* _Set exercise 1_:
Rewrite only the lines of the records that begin at the line containing "Detection request: shrub" and end after the line containing "[158,158,446,273]". Keep every line as given, but multiply each bounding-box coordinate by 0.9 and round it to a whole number, rounding halves up.

In March, I had special guest Marcia Layton Turner, co-founder of the Association of Ghostwriters, give us the pros and cons of ghostwriting as a form of freelancing. She wanted to give more insight and I couldn't resist hearing more. So let's let her have the floor again for part two of this series.
“How long does it take to ghostwrite a book?” I am frequently asked. The answer, of course, is, “It depends.”
It depends on how much research is already available, how much research still needs to be done, whether there is an approved outline, how many interviews are needed, how long the desired finished product is, but most of all, it depends on when the client wants it done.
I’ve found that, like most corporate meetings, book writing projects can expand to fill the time allotted. So give me four months and it will take four months. Give me six and it will take six. Give me 30 days and a large enough financial incentive and I will find a way to get it done in 30 days.
Yes, it may require the help of others, such as transcriptionists and online researchers, but you can write a book in 30 days and it can be of top quality, believe it or not. The last book I wrote in 30 days was bought by a major publisher and is expected to sell hundreds of thousands – even millions – of copies.
Here is my process for getting it done:
Line up a team of specialists to which you can outsource. Even if you clear your calendar, turn down all other work, and limit sleep to three hours a night, it’s possible you won’t finish the book in time without outside help. Identify the work to be done that does not require your involvement, where you don’t add much value. That includes research, setting interview appointments, fact checking, transcribing interviews, and editing, to name some of the most common tasks you can delegate.
Quickly wrap up any work already in-house. While you can and should turn down any new opportunities that arise in the next three weeks, or at least try and push them into next month, you can’t suddenly drop work you’re in the middle of or have committed to. So take the next few days, as you’re ramping up on the book, to focus on the work you need to finish. You’ll be much more able to focus on the big project if you’re not worried about that little project due next Thursday. Then turn your attention to the book.
Start with the end in mind. Work backward from your desired due date using your outline and a calendar as a guide. Set deadlines based on the number of chapters. If you have 15 chapters to write, that’s a chapter every two days. Ten chapters? You have three days each.
Determine where the missing information is. Talk through your outline up front and assess where you will get the background material you’ll need. Do you need to schedule interviews with individuals, scour Lexis-Nexis for old articles, flip through court records on site somewhere? Once you know where your information is you can divide up the tasks and assign them to specialists to complete, so you can stay focused on writing.

* _Supplied records_:

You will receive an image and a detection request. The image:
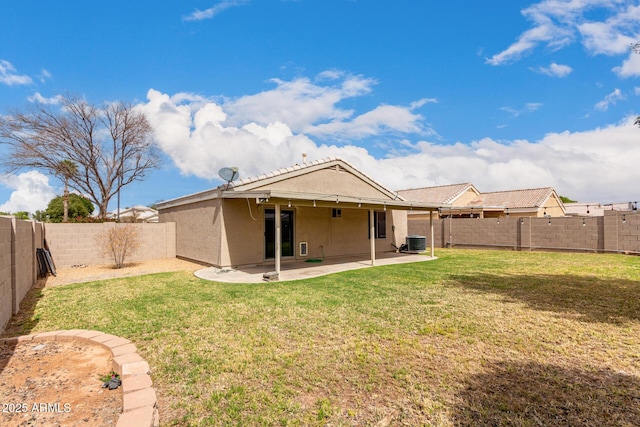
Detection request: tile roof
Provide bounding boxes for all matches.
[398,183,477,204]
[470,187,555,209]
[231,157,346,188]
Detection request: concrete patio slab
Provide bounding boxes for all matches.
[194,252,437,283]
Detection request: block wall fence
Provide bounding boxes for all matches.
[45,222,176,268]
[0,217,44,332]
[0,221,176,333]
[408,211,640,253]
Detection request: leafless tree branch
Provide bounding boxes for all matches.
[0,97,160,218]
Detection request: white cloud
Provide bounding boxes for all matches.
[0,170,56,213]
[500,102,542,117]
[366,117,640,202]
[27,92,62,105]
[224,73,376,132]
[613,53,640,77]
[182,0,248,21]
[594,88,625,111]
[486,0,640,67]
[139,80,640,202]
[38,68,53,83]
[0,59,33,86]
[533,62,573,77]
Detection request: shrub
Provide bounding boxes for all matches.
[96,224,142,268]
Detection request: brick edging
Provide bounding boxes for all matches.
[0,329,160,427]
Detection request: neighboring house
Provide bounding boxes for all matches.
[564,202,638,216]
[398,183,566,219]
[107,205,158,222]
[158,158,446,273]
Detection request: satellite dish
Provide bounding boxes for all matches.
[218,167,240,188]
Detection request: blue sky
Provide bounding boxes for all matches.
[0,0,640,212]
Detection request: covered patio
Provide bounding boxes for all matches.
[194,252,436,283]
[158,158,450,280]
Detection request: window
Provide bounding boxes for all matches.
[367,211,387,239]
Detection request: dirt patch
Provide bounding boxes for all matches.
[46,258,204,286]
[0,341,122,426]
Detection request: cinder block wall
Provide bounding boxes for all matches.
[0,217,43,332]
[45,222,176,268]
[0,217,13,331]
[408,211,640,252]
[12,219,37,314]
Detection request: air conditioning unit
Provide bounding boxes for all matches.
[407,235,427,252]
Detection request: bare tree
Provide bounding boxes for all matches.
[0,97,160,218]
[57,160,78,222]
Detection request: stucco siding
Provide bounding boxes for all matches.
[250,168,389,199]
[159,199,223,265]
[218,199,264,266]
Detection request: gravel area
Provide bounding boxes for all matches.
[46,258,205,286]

--

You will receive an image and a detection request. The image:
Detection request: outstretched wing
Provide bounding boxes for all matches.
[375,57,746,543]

* _Set exercise 2_:
From the passage on ghostwriting a book, transcribe the words beginning at "In March, I" and ending after "wants it done.".

* _Written solution 1_:
Detection request: shrub
Provide bounding boxes for all matches.
[86,202,128,241]
Detection request: brick edging
Provide bounding boxes for all matches.
[0,296,144,384]
Detection request: neighboring house
Provide bounding boxes for all matches.
[508,182,574,194]
[358,165,509,197]
[96,185,142,200]
[142,142,401,246]

* _Written solution 2_:
In March, I had special guest Marcia Layton Turner, co-founder of the Association of Ghostwriters, give us the pros and cons of ghostwriting as a form of freelancing. She wanted to give more insight and I couldn't resist hearing more. So let's let her have the floor again for part two of this series.
“How long does it take to ghostwrite a book?” I am frequently asked. The answer, of course, is, “It depends.”
It depends on how much research is already available, how much research still needs to be done, whether there is an approved outline, how many interviews are needed, how long the desired finished product is, but most of all, it depends on when the client wants it done.